# 本文抜粋
▼

社会保障への不安を解消する改革案を

社会保障制度に対する国民の不安は根強いのに、参院選での論戦は低調だ。

今回の当選者は任期中に2025年を迎える。「団塊の世代」の全員が75歳以上の後期高齢者となり、医療・介護ニーズが増大していく節目の年である。

高齢者を支える20~64歳の人口は25年から40年にかけて1千万人超も減少する。現役世代が高齢者を支える仕送り型の社会保障が限界に近づくのは明らかだ。

25年をどう迎え、40年にどう備えるか。これは今後6年の任期を与えられる参院議員にとって最重要テーマの一つのはずだ。ところが各党の公約は給付の充実策が前面に出る一方、制度の持続性を高める改革案は乏しい。

▲

# 作業依頼 1
社会保障を扱った本文の「高齢者を支える20~64歳の」から「続性を高める改革案は乏しい。」までを、両端も含めて書き写し、その際「現役世代」を「勤労世代」に置き換えてください。
# 作業依頼 2
社会保障を扱った本文の中から、「だ。」で終わる文をすべて抜き出してください。
# 作業依頼 3
社会保障改革を論じた本文を、最後の文の後から書き継いでください。
ここに続く行は、本文とは別の出典から取られたものです。

[データセット項目]
▼

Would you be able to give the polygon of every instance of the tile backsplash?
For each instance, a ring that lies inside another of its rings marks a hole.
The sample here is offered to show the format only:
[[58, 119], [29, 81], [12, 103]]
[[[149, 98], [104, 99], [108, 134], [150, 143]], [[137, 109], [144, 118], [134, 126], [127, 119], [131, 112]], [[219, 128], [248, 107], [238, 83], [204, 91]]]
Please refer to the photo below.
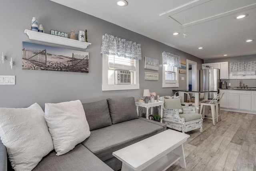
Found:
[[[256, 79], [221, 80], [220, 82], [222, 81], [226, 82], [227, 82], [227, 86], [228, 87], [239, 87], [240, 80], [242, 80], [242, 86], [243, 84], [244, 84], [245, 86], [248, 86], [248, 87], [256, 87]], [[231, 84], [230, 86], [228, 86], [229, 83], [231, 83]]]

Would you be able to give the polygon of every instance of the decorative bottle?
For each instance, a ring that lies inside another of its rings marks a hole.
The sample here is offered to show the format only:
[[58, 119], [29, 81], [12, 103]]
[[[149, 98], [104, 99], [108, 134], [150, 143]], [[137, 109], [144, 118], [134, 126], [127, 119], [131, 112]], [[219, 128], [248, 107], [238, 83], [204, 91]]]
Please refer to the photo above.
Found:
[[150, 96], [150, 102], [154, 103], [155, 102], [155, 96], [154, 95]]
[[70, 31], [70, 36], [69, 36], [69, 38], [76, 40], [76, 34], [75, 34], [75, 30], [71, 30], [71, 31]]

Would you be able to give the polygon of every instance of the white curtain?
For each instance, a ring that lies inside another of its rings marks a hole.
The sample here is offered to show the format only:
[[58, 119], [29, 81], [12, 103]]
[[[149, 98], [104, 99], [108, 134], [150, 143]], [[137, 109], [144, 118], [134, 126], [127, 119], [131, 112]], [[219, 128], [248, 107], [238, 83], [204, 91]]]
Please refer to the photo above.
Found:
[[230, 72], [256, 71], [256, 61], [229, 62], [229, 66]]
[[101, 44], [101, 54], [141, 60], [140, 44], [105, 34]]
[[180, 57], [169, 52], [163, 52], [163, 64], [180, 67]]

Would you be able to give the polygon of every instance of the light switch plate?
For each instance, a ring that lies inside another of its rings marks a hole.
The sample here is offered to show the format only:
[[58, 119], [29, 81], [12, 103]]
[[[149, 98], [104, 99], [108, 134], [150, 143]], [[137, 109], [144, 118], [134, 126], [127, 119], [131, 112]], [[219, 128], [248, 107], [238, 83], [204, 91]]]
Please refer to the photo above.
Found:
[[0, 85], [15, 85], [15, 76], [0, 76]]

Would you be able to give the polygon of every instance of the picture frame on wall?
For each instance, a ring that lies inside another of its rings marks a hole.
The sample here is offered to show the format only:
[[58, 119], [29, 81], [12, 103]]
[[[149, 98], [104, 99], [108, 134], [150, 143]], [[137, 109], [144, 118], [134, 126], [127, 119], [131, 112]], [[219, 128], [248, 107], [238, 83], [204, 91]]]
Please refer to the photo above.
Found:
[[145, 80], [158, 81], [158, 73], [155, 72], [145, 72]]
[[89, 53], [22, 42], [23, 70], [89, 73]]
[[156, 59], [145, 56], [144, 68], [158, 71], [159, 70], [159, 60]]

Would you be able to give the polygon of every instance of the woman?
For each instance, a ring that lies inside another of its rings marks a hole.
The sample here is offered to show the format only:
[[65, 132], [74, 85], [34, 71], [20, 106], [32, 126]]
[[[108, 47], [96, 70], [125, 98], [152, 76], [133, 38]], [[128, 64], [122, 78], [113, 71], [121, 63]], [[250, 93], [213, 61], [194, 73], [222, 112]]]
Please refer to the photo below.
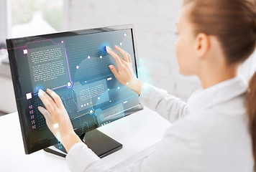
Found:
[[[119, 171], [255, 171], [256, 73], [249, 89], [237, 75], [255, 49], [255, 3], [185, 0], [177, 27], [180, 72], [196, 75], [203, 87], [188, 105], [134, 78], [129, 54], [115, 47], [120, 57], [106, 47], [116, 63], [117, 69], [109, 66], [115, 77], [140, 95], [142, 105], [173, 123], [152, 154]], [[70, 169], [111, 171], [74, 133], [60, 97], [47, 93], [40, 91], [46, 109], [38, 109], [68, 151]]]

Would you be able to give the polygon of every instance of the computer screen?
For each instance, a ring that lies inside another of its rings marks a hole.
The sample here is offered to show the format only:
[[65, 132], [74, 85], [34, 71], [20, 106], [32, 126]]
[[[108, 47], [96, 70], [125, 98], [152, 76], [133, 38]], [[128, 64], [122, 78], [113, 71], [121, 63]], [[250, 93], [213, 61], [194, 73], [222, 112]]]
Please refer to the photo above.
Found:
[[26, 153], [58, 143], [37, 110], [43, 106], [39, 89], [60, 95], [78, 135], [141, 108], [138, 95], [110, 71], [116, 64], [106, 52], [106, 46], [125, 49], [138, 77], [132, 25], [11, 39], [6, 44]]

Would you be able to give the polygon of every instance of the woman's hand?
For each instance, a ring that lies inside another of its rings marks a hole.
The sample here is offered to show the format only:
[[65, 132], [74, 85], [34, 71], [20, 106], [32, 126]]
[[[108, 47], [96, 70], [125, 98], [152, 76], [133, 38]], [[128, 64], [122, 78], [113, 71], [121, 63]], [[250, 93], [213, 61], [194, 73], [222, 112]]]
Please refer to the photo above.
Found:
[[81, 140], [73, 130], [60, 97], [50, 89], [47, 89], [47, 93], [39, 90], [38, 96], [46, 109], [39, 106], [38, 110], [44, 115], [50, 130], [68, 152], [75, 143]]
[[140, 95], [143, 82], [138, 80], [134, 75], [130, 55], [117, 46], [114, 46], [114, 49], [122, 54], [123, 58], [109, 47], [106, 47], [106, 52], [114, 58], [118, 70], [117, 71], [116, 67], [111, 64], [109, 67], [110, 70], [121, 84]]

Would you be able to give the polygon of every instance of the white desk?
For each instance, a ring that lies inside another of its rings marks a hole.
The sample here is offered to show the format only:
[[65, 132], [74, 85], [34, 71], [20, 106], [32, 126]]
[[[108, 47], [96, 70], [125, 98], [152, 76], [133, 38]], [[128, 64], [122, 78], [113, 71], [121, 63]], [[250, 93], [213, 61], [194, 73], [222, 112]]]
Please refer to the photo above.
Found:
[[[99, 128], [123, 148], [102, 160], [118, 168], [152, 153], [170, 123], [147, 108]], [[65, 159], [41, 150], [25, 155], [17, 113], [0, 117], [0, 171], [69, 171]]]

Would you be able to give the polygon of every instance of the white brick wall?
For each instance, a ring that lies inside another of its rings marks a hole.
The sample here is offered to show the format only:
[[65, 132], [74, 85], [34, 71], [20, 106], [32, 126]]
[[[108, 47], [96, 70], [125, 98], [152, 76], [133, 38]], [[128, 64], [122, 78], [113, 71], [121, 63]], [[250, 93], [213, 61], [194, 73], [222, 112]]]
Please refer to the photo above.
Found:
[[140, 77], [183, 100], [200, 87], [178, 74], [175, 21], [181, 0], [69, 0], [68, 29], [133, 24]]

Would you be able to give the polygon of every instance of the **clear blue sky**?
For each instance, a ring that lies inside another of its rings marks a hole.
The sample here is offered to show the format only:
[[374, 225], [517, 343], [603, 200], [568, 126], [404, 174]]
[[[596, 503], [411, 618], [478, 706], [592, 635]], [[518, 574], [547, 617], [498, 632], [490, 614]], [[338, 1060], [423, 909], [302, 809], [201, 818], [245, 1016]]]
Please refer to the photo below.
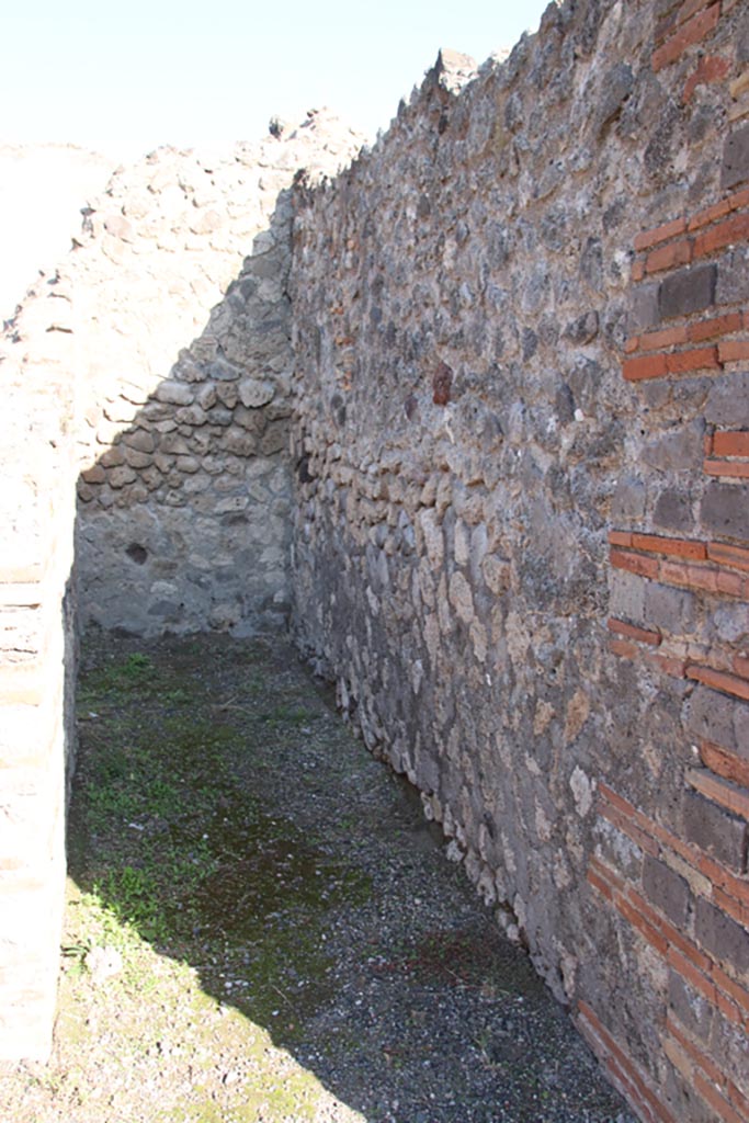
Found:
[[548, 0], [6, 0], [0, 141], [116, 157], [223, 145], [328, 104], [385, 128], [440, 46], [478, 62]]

▲
▼

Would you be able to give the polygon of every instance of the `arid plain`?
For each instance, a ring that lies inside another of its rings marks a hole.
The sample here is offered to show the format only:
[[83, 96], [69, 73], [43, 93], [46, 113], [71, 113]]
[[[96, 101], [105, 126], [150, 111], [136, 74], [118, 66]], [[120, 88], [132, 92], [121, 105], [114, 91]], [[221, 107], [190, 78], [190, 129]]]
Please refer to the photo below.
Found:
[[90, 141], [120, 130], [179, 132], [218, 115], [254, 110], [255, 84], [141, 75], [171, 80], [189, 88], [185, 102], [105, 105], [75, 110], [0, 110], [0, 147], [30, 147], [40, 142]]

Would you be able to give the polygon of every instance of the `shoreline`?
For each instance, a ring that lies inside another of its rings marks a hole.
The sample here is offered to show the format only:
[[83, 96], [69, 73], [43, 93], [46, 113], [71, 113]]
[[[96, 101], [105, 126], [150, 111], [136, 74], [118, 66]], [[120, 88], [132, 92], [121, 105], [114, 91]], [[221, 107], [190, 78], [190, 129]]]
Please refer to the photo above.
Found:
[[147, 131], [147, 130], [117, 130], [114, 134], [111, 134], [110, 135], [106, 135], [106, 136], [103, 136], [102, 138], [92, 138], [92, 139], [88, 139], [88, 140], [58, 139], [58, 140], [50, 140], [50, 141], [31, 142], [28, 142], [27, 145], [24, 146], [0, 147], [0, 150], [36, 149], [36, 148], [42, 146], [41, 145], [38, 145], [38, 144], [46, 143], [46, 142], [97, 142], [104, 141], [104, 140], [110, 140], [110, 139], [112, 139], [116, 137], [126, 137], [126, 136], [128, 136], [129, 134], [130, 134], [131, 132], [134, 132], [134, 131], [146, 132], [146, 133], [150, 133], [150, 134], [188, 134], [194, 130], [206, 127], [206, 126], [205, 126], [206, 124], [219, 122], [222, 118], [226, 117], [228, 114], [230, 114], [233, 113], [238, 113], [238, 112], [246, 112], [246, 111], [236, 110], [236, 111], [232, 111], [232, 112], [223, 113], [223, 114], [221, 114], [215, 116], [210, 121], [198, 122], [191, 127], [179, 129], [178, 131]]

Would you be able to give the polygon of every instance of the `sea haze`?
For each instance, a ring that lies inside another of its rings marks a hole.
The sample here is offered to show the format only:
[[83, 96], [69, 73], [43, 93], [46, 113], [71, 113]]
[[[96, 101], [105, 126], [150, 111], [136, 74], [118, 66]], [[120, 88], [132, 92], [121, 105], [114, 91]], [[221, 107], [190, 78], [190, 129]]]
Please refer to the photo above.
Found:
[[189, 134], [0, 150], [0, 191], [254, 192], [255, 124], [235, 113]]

▲
▼

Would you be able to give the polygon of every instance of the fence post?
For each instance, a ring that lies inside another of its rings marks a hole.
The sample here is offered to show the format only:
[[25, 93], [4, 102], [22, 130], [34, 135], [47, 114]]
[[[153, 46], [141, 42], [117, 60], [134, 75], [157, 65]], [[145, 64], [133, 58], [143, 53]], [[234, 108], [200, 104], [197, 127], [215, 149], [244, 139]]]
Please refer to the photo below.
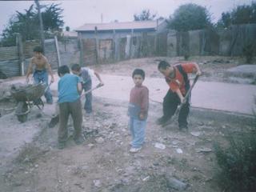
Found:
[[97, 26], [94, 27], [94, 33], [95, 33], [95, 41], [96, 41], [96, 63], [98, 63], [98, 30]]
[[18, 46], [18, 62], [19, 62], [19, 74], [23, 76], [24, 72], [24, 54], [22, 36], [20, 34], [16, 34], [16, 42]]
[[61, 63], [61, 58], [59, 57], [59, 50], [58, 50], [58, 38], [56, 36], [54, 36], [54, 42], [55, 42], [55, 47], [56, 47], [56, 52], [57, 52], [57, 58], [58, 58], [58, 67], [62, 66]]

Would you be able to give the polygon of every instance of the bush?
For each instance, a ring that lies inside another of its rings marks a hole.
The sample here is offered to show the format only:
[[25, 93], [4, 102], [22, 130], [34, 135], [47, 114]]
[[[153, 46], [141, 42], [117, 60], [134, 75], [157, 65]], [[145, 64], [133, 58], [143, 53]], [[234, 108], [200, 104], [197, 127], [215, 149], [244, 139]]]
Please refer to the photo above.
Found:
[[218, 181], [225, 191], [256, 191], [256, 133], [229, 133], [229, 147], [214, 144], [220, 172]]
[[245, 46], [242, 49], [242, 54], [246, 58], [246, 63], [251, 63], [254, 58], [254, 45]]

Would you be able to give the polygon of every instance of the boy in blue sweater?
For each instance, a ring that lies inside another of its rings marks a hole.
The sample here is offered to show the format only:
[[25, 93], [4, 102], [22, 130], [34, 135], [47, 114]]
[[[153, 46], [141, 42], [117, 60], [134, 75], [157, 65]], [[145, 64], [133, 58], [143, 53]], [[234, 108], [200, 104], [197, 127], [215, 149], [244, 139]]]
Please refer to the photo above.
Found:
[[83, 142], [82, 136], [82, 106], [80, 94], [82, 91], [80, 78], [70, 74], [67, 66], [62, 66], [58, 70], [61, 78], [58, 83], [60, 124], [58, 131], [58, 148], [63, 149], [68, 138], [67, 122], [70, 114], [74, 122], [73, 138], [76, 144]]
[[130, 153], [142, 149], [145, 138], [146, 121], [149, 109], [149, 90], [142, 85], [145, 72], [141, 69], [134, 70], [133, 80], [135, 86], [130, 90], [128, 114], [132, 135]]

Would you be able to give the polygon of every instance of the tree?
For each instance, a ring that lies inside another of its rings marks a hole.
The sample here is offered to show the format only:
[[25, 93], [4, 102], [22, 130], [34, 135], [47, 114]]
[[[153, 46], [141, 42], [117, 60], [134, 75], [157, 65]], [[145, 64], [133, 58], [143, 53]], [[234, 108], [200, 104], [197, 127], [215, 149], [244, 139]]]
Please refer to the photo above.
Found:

▲

# 回答欄 1
高齢者を支える20~64歳の人口は25年から40年にかけて1千万人超も減少する。勤労世代が高齢者を支える仕送り型の社会保障が限界に近づくのは明らかだ。

25年をどう迎え、40年にどう備えるか。これは今後6年の任期を与えられる参院議員にとって最重要テーマの一つのはずだ。ところが各党の公約は給付の充実策が前面に出る一方、制度の持続性を高める改革案は乏しい。

# 回答欄 2
社会保障制度に対する国民の不安は根強いのに、参院選での論戦は低調だ。
現役世代が高齢者を支える仕送り型の社会保障が限界に近づくのは明らかだ。
これは今後6年の任期を与えられる参院議員にとって最重要テーマの一つのはずだ。

# 回答欄 3
医療・介護は年齢ではなく能力に基づいた負担の仕組みを追求することが課題だ。だが自民党の公約は「世代間の公平性や制度の持続性の観点から負担のあり方を検討する」と具体策に欠く。

年金は将来の給付水準が著しく下がるのを防ぐ目的で行った04年の制度改革が機能していない。少子高齢化の進展に合わせて足元の年金額を抑えるマクロ経済スライドを導入したが、発動要件が厳しいので抑制が進んでいない。

22年度の基礎年金額は月額6万4816円だが、こうした年金財政の悪化が反映され、46年以降は19年時点の賃金水準に換算して約4.7万円まで目減りする。現状を放置すると、老後に困窮する人が続出しかねない。

各党は厚生年金の適用範囲を拡大して、パートタイム労働者らが報酬比例年金を得られるようにする方針を掲げているが、自営業者らは対象外なので低年金問題の決め手にはならない。

立憲民主党や国民民主党は最低保障機能を強化した年金制度の検討を掲げている。だが財源や給付水準など具体像は示していない。日本維新の会などが掲げる、減税と現金給付を組み合わせる給付付き税額控除も同様だ。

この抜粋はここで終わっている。